■ What is expected ■
Everything from the line containing "Each instance receives exactly one keypoint. Tag the embossed" to the final line of the records below should be given again exactly, and nothing else.

■ Extracted information ■
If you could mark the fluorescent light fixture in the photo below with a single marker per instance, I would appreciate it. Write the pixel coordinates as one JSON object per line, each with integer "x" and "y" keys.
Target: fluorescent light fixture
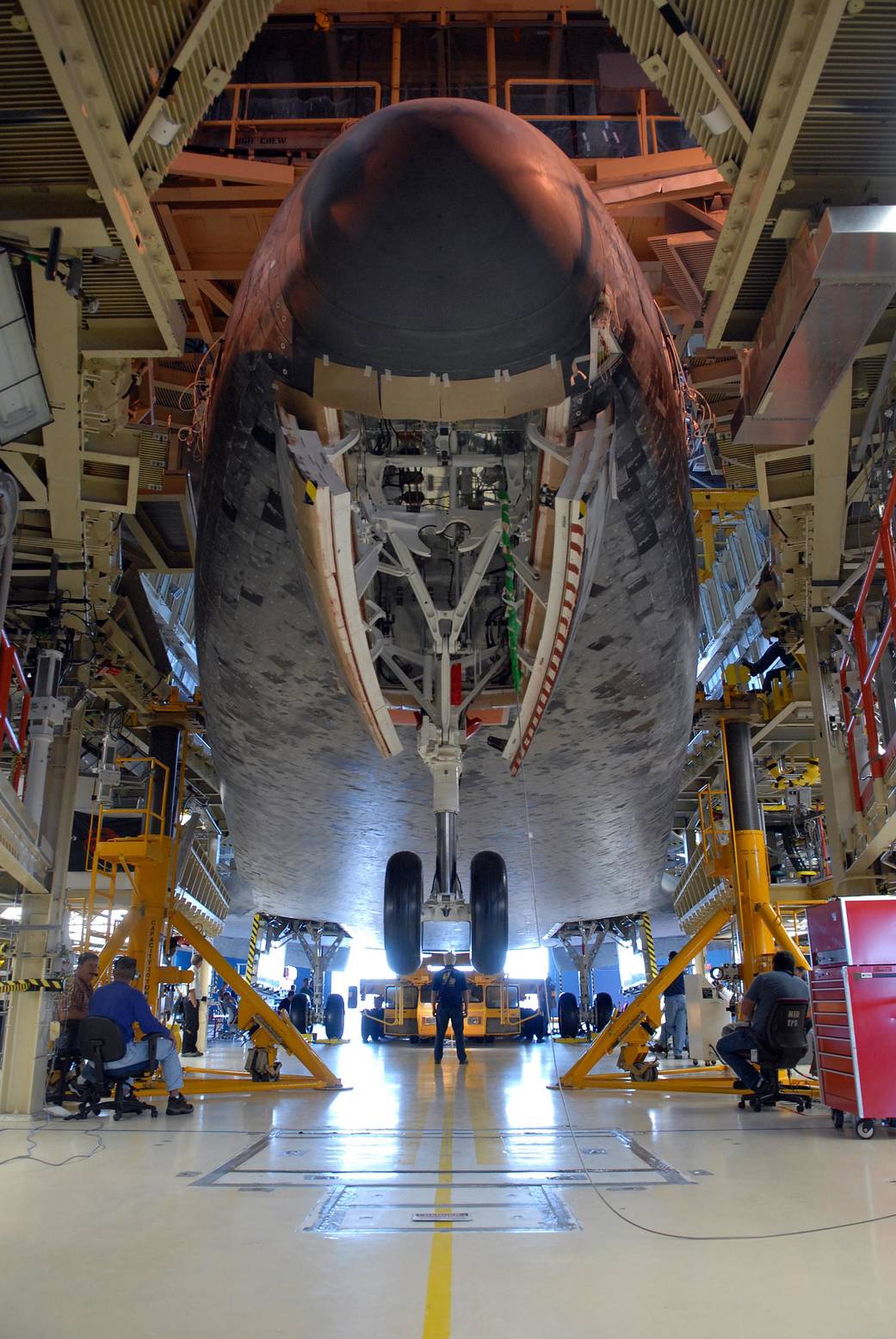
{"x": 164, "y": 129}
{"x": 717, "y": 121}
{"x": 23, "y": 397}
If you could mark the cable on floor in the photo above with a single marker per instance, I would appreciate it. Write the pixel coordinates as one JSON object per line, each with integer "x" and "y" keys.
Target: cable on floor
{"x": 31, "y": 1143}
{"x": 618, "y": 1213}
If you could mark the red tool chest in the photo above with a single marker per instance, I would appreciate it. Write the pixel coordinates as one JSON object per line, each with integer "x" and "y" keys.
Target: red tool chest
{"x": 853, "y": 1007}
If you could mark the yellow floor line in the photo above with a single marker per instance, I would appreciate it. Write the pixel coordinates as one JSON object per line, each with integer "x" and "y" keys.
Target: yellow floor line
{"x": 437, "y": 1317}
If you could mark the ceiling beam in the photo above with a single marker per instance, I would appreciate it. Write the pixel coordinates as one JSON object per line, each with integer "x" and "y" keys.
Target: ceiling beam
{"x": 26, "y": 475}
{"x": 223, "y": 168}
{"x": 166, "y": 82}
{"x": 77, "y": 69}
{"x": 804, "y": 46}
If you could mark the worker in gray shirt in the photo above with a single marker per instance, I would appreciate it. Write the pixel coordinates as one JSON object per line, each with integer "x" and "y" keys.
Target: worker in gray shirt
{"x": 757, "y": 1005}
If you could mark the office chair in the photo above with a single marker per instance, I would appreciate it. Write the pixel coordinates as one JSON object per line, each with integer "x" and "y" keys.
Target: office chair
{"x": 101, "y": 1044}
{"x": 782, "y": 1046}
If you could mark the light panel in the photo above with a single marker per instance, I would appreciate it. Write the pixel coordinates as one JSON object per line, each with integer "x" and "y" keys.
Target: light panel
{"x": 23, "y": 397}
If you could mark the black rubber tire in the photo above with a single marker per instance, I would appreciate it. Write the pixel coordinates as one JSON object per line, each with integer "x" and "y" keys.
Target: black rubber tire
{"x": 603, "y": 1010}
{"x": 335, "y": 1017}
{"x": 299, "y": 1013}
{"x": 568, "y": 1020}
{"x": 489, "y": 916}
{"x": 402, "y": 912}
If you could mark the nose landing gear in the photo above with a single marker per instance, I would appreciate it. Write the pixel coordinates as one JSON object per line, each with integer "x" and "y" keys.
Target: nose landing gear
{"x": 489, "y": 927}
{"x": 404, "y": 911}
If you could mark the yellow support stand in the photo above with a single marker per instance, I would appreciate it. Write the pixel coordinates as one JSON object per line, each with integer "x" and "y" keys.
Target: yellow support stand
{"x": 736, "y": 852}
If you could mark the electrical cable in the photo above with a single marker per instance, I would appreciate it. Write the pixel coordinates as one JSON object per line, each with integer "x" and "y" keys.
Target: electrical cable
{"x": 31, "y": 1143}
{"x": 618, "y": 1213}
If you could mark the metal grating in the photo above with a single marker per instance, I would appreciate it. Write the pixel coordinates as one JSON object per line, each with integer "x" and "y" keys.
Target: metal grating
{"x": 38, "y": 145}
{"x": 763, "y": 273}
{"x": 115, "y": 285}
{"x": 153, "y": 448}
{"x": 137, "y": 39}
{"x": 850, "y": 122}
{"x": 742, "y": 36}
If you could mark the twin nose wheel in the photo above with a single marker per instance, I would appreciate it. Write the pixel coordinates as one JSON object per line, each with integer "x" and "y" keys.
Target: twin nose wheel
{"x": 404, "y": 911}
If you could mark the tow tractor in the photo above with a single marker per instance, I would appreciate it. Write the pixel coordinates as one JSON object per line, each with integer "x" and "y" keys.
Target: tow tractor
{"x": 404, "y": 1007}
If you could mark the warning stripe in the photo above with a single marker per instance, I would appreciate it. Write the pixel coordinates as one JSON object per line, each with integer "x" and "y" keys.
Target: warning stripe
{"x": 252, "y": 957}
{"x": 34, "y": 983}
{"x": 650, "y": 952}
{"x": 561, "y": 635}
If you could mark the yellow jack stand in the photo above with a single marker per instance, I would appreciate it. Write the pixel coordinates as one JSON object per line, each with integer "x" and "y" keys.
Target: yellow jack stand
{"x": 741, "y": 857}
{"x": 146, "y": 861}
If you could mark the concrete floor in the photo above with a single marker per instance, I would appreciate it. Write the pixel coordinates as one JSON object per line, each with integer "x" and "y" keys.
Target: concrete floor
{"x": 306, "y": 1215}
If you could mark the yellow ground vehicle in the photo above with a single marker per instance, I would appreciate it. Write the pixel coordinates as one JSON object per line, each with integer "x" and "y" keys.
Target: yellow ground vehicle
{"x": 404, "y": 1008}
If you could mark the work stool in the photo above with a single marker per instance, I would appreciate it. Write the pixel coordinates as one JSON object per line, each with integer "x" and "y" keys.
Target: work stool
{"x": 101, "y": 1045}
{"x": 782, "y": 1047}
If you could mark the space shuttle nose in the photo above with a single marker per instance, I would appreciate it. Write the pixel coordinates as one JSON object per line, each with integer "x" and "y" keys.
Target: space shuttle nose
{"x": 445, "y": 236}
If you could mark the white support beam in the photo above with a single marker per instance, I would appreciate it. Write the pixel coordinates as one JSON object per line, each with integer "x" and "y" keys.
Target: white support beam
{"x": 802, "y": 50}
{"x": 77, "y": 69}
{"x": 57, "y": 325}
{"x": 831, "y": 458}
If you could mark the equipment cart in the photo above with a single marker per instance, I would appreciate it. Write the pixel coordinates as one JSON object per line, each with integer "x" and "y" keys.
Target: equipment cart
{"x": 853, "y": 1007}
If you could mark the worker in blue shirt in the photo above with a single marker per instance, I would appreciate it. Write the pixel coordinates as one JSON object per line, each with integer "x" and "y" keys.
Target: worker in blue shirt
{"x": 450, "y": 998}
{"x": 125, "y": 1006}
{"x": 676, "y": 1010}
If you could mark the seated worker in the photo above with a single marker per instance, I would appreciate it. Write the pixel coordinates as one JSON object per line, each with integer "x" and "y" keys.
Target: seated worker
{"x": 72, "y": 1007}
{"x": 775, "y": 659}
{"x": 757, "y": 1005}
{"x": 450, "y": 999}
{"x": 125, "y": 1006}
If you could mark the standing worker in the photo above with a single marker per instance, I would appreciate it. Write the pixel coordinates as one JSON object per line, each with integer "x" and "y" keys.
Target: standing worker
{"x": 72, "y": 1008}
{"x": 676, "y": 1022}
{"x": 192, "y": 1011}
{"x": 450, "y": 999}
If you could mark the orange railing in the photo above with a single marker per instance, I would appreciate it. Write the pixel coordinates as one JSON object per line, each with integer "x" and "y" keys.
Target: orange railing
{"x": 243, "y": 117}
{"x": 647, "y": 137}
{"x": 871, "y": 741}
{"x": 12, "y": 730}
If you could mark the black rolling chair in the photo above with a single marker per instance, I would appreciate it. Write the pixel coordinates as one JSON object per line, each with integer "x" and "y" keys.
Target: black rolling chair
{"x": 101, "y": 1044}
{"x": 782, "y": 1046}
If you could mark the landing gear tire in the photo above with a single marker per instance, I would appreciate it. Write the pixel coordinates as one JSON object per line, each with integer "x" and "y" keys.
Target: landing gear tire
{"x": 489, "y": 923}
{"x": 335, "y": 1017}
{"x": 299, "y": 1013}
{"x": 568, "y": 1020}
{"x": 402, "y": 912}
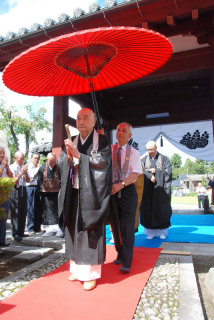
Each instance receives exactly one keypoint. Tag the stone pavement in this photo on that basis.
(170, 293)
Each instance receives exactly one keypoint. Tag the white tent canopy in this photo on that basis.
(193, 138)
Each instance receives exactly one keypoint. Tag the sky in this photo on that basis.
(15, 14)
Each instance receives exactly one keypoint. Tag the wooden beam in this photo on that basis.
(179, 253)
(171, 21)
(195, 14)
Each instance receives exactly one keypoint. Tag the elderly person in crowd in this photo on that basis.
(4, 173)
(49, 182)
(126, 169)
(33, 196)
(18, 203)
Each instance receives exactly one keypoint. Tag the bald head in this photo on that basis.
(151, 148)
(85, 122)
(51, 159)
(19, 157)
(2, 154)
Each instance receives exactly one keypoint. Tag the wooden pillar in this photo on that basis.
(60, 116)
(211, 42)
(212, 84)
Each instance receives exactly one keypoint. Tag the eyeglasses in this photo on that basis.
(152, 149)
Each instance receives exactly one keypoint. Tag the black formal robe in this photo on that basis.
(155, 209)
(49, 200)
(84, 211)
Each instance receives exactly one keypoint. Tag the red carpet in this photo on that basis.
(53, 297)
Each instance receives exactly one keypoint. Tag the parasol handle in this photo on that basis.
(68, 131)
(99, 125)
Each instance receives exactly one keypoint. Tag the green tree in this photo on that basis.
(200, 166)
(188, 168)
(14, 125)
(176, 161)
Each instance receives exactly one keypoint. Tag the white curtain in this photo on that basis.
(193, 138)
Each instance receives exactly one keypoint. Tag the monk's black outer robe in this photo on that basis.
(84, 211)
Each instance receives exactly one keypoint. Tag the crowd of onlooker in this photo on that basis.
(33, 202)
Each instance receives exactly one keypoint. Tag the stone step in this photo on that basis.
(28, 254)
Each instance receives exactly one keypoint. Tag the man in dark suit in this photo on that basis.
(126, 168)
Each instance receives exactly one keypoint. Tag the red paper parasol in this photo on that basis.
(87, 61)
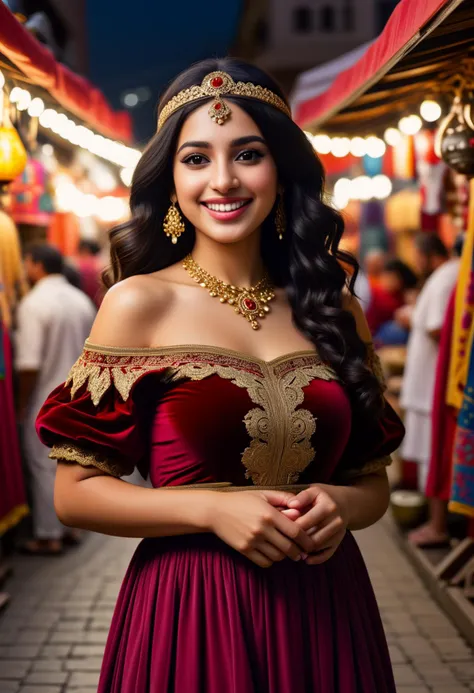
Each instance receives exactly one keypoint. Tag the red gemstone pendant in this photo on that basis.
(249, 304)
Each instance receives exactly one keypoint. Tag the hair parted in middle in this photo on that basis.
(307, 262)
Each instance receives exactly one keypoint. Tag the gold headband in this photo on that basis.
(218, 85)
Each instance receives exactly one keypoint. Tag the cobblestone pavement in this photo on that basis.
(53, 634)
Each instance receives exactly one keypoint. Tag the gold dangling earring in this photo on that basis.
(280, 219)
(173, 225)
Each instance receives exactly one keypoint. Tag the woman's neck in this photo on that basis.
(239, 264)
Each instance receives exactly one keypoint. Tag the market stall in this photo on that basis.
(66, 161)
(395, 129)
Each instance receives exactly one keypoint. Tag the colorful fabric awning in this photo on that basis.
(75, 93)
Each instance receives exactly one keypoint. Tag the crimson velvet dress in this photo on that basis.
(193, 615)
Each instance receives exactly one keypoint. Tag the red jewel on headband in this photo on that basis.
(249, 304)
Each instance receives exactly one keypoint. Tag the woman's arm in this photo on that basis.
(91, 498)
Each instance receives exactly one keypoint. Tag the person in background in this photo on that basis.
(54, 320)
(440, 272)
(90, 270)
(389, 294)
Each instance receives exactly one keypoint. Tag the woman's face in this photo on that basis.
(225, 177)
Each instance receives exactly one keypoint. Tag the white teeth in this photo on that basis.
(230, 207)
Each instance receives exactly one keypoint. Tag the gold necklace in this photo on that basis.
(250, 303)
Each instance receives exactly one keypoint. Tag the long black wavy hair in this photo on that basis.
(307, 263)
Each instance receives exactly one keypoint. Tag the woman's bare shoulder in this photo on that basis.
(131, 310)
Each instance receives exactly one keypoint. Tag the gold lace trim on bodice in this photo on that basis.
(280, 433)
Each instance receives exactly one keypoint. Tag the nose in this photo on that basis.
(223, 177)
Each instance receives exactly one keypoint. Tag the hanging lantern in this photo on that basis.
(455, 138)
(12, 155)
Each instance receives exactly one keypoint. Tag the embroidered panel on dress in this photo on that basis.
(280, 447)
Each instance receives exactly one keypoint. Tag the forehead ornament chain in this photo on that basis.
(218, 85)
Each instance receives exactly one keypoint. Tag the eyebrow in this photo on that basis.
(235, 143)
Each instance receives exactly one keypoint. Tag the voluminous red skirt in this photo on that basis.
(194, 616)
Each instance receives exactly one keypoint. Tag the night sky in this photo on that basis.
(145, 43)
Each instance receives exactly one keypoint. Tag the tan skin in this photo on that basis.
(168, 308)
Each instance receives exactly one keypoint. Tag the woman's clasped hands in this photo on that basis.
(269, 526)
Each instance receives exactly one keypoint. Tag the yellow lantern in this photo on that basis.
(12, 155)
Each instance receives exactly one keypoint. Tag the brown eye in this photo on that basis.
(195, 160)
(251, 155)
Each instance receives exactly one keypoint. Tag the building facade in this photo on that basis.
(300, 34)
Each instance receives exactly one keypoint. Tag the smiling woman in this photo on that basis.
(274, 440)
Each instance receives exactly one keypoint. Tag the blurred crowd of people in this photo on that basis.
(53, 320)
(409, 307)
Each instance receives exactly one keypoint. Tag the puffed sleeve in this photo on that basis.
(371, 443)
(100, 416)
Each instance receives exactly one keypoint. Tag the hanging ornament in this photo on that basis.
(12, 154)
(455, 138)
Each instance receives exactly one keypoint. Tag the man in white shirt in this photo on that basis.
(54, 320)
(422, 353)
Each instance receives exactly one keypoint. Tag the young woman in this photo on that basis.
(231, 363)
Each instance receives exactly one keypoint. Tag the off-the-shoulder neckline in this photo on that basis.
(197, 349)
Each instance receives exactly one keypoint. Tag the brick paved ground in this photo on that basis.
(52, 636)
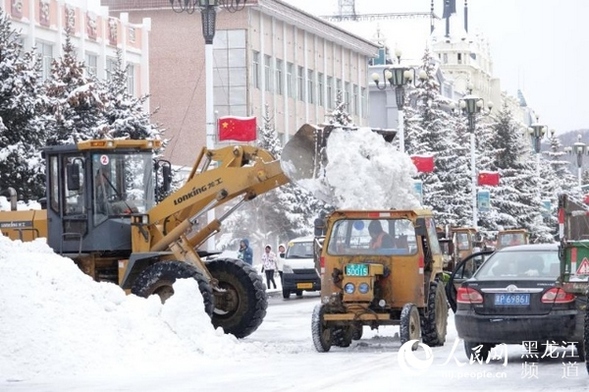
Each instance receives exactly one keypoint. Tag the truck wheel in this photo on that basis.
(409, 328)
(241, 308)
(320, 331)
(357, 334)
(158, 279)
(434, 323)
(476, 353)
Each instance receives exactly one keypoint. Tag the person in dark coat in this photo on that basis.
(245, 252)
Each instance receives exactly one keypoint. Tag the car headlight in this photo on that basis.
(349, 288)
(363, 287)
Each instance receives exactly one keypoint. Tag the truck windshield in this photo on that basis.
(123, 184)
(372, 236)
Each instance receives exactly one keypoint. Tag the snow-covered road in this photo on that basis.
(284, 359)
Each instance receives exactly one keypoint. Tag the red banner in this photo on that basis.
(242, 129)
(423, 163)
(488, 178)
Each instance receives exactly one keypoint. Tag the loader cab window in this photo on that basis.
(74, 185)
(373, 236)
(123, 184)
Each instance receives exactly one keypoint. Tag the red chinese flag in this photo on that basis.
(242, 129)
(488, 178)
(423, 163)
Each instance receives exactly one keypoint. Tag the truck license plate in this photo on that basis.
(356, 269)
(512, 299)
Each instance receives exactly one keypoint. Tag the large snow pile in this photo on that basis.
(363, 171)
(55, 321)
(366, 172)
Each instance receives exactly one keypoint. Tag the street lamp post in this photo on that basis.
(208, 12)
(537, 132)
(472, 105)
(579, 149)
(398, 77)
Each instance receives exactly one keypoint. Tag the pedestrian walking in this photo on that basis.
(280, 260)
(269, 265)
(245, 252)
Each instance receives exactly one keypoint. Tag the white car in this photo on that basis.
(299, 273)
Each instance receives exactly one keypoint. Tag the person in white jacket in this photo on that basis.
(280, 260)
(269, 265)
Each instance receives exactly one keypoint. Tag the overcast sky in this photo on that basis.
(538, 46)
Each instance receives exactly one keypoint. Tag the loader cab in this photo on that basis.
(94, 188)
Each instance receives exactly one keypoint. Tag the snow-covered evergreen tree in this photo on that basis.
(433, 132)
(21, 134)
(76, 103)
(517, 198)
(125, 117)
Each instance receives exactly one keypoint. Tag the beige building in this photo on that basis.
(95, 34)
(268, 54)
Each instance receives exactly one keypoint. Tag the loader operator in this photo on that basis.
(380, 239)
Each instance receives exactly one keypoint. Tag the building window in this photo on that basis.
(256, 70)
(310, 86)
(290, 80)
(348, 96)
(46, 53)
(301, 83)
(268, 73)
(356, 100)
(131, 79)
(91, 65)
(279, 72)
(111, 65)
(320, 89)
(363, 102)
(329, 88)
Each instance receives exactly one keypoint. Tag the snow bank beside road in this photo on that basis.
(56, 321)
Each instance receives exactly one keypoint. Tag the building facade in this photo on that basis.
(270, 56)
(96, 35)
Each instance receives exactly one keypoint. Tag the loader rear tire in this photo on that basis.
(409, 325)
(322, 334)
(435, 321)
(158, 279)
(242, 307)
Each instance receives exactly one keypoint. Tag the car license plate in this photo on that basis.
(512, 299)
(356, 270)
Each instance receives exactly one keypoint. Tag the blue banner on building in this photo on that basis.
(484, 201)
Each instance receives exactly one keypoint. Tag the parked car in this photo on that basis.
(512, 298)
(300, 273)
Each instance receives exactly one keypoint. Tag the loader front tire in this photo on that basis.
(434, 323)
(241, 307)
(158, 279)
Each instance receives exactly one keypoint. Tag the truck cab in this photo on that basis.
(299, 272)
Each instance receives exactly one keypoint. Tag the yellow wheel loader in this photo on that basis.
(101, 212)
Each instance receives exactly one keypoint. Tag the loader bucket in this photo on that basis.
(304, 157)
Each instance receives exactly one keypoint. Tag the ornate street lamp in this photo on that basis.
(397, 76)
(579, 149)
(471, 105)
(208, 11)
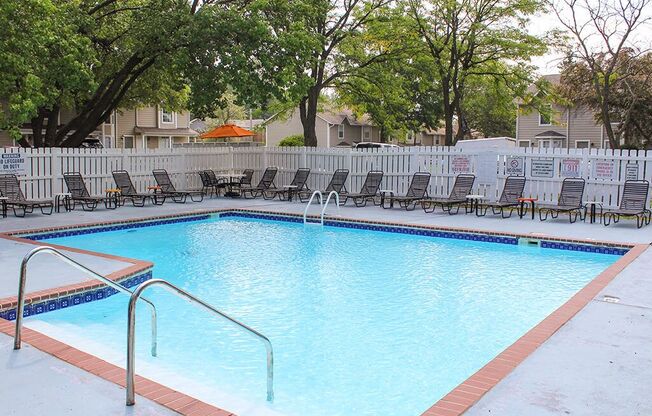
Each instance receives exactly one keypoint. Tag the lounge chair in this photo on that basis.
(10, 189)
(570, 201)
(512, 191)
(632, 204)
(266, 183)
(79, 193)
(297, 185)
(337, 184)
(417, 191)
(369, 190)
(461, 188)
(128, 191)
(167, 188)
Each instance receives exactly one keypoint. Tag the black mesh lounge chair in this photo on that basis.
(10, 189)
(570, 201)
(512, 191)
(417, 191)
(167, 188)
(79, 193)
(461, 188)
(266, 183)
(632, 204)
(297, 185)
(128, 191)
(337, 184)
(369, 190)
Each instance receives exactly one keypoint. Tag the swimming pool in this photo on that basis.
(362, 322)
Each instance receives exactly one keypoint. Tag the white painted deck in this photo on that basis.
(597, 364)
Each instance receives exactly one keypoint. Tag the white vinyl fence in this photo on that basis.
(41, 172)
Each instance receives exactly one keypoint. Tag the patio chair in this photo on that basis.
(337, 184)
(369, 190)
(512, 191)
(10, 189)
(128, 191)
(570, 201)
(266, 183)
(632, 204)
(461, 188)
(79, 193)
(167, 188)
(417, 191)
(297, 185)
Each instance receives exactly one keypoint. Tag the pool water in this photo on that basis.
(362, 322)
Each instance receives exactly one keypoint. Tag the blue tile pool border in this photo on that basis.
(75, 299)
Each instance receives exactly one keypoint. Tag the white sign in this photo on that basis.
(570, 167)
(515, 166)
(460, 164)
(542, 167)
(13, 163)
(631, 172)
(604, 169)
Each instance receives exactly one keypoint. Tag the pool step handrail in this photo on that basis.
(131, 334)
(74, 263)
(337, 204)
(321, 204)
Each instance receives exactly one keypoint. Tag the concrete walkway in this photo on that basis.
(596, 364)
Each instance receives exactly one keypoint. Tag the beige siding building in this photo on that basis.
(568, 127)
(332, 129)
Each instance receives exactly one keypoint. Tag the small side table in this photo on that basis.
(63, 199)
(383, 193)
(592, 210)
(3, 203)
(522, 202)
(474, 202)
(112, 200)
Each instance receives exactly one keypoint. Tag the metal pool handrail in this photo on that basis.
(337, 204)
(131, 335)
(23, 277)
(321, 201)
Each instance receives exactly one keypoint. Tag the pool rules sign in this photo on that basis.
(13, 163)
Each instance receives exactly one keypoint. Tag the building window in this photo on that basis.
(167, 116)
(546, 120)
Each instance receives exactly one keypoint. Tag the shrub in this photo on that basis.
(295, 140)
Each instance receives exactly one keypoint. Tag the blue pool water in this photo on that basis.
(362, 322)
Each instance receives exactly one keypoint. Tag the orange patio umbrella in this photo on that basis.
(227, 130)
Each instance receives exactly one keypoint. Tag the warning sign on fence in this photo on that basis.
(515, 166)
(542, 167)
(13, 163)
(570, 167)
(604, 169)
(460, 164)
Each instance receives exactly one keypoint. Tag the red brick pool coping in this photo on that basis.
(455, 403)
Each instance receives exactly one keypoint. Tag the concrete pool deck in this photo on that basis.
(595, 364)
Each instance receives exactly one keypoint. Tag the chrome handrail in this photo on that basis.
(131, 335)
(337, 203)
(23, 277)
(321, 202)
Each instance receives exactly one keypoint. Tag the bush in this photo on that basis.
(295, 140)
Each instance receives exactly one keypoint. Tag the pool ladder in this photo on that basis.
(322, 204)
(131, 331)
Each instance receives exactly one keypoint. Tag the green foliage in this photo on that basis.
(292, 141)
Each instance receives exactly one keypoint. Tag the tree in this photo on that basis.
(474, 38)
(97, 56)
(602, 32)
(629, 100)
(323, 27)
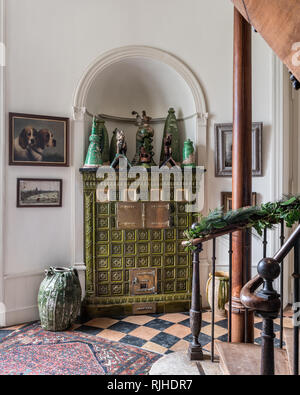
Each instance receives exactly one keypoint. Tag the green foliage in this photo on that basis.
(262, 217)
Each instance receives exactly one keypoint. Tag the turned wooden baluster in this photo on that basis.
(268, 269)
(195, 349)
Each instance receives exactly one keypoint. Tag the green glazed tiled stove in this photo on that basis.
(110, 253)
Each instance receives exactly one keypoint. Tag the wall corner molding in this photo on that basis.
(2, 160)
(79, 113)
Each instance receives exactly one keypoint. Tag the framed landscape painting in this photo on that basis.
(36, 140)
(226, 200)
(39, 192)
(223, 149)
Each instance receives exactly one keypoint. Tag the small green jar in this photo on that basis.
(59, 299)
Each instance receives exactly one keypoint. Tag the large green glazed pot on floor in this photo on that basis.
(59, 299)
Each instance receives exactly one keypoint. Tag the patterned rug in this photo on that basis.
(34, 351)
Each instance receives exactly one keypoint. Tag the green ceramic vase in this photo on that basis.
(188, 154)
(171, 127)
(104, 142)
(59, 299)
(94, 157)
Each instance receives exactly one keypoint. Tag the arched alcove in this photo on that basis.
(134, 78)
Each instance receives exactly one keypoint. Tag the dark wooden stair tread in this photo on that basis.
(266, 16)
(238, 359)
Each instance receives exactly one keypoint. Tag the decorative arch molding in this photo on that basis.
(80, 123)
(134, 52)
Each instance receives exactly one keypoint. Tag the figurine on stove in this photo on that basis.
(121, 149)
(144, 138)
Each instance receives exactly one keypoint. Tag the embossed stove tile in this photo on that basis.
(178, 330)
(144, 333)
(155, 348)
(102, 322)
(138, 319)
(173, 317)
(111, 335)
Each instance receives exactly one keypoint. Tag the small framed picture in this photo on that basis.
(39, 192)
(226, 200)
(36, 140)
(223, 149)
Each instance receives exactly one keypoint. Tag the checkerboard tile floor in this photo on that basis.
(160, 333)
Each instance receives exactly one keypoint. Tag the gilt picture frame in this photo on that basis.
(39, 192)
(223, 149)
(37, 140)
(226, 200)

■ Solution for this exercise ■
Each instance receives exactly one keypoint. Tag the embossed stove tile in this photo on that basis.
(178, 330)
(144, 333)
(155, 348)
(102, 322)
(138, 319)
(173, 317)
(111, 335)
Each instance receives exactly one keypoint. Tag the small framed picture in this photo on that basis.
(39, 192)
(226, 200)
(36, 140)
(223, 149)
Each instance receives exactly one keypoint. Tag the checkerboard tile floor in this photo on that basis.
(160, 333)
Each instance receives exactly one keypoint. Tag the gilt picture frame in this photo on that basis.
(39, 192)
(223, 149)
(37, 140)
(226, 200)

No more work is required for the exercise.